◆ STATED EXERCISE ◆
Repeat all of the material exactly as given.

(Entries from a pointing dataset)
"""

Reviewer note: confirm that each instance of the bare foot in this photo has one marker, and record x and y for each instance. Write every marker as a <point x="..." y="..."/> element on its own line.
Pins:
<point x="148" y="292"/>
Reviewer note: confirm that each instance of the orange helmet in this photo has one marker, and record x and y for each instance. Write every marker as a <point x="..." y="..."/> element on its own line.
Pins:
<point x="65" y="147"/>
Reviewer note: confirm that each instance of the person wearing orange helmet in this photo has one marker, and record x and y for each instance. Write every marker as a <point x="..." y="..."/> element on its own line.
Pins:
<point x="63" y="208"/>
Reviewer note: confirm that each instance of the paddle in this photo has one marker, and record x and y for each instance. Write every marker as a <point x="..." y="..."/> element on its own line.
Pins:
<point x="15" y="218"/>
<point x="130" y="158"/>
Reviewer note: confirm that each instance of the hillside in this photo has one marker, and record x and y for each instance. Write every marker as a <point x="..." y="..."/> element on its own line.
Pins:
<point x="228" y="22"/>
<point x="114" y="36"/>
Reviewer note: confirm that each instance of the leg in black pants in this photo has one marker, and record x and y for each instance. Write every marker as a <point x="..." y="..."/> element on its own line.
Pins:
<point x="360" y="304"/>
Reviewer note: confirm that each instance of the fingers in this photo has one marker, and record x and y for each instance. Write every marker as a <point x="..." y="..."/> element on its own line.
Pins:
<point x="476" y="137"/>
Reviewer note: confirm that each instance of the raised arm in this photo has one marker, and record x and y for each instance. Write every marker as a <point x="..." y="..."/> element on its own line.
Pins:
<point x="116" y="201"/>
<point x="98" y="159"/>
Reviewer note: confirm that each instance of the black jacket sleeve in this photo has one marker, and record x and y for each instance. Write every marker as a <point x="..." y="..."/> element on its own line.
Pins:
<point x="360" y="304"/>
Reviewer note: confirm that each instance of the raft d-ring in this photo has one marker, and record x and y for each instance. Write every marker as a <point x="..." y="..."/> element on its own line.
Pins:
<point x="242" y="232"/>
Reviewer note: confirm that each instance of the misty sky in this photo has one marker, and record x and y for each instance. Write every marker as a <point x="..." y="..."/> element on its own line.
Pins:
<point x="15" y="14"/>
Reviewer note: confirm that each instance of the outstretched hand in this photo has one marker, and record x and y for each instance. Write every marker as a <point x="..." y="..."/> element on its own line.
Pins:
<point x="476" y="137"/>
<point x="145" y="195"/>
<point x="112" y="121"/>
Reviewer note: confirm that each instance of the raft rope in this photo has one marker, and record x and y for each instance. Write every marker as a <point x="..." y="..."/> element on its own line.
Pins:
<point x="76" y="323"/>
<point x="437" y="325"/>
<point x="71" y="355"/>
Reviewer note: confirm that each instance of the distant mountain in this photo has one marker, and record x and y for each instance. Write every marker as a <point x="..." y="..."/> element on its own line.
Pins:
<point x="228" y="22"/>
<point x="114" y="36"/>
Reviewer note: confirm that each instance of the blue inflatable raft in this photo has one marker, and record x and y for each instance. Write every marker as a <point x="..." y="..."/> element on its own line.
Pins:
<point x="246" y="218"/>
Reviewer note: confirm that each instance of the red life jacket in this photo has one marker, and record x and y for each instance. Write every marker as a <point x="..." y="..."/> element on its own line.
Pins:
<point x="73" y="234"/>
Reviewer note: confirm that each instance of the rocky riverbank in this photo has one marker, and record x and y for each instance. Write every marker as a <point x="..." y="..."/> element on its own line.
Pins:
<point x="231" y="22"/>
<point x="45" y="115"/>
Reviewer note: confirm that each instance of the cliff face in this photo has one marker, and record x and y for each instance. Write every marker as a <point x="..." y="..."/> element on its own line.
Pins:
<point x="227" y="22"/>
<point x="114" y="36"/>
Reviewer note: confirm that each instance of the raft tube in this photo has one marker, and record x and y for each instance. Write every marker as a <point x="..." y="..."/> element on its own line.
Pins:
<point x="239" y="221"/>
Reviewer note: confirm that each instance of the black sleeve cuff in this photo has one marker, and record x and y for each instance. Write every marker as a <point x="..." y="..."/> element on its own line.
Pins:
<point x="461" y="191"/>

"""

◆ THE REPLY ◆
Reviewer note: confirm that each instance of the bare foot in this photo has one marker, and record x and y for each instance. Write every marker as a <point x="..." y="..."/> element on its own line.
Pins:
<point x="148" y="292"/>
Reviewer note: confirm that each instance of the orange helmet in this photo has one marker, and record x and y for each instance. Write every marker as a <point x="..." y="..."/> element on its own line.
Pins:
<point x="65" y="147"/>
Reviewer note: confirm that each instance of the person wearing orange helmet in this photo has one marker, and record x and y for each instance. Write every marker as a <point x="..." y="..."/> element on its own line.
Pins:
<point x="63" y="208"/>
Reviewer note: confirm that each instance of the paddle in this photo has one marker, and record x and y for each instance. Write every marker as a <point x="..." y="..."/> element on its own line.
Pins:
<point x="15" y="218"/>
<point x="130" y="158"/>
Reviewer note: confirm that each instance of the hillside in this photo has one marker, and record x and y for each instance. Write every marker as a <point x="..." y="..."/> element on its own line.
Pins:
<point x="228" y="22"/>
<point x="114" y="36"/>
Reviewer note: confirm that each instance of the leg in black pants in this photo has one marker, and record x and y for each instance. Write every marker as a <point x="..." y="..."/> element on its own line.
Pins:
<point x="360" y="304"/>
Reviewer note: confirm that each instance of the fingers in this photo has one marker, and record x and y for each instance. Write every marker as a <point x="..." y="..."/> element on its own line.
Pins:
<point x="476" y="137"/>
Reviewer note: confirm that each instance of the raised arm in this photo has one marker, and record x and y for each instance. Write every marker as a <point x="..." y="..."/> element on its own line.
Pins:
<point x="116" y="201"/>
<point x="98" y="159"/>
Reviewer note: confirm that each instance of the black jacket sleeve in this photo has one marker, and record x and y for each instance. Write every marker as a <point x="..." y="..."/> element on its own line.
Pins:
<point x="360" y="304"/>
Reviewer note: confirm that each instance of the raft d-ring in this photo has one marker, and record x and y for each instance. Write every marker as a <point x="..." y="..."/> element on its own line.
Pins:
<point x="242" y="232"/>
Reviewer note: confirm that each instance of the misty sky in this photo has one marker, and record x and y for each instance. Write every marker as a <point x="..." y="..."/> element on its own line.
Pins:
<point x="15" y="14"/>
Reviewer note: confirm that each instance of the outstretched hand in this photo has one marker, and record x and y for each instance. Write every marker as a <point x="..." y="..."/> element on its own line.
Pins:
<point x="476" y="137"/>
<point x="145" y="195"/>
<point x="112" y="121"/>
Reviewer note: confirm that each instance of the raft rope in this photo has one marker, and record x and y for each instance. Write every marker as a <point x="..." y="..."/> element on its own line.
Pins:
<point x="76" y="323"/>
<point x="437" y="325"/>
<point x="71" y="355"/>
Reviewer note: confirm that each instance of the distant mountain in this photo has one marker, and record x and y for each instance. Write every marker as a <point x="..." y="..."/> element on its own line.
Pins:
<point x="228" y="22"/>
<point x="114" y="36"/>
Reviewer note: confirm that each instance of the blue inflatable raft in this photo has one marker, and record x and y for each instance. Write every marker as a <point x="..." y="..."/> element on its own line.
Pins:
<point x="246" y="218"/>
Reviewer note: confirm that each instance of the red life jacket in this photo has one marker, and record x and y for each instance. Write every marker as a <point x="..." y="..."/> element on its own line.
Pins:
<point x="73" y="234"/>
Reviewer note: confirm that each instance of the rocky riverbank in this photo has one marker, and record x and y for each instance. Write every marker as a <point x="..." y="..."/> element on its own line.
Pins:
<point x="231" y="22"/>
<point x="45" y="115"/>
Reviewer note: confirm that each instance of the cliff face in this photo has one marker, and record x and y for each instance. Write every marker as a <point x="..." y="..."/> element on its own line.
Pins:
<point x="227" y="22"/>
<point x="114" y="36"/>
Reviewer note: confirm that each instance of the raft tube in this photo has one marker, and record x and y for each instance. Write every marker as a <point x="..." y="..."/> element on its own line.
Pins:
<point x="239" y="221"/>
Reviewer note: confirm that each instance of the black sleeve cuff in this photo has one marker, and record x and y for each instance. Write every marker as a <point x="..." y="..."/> element on its own line.
Pins:
<point x="461" y="191"/>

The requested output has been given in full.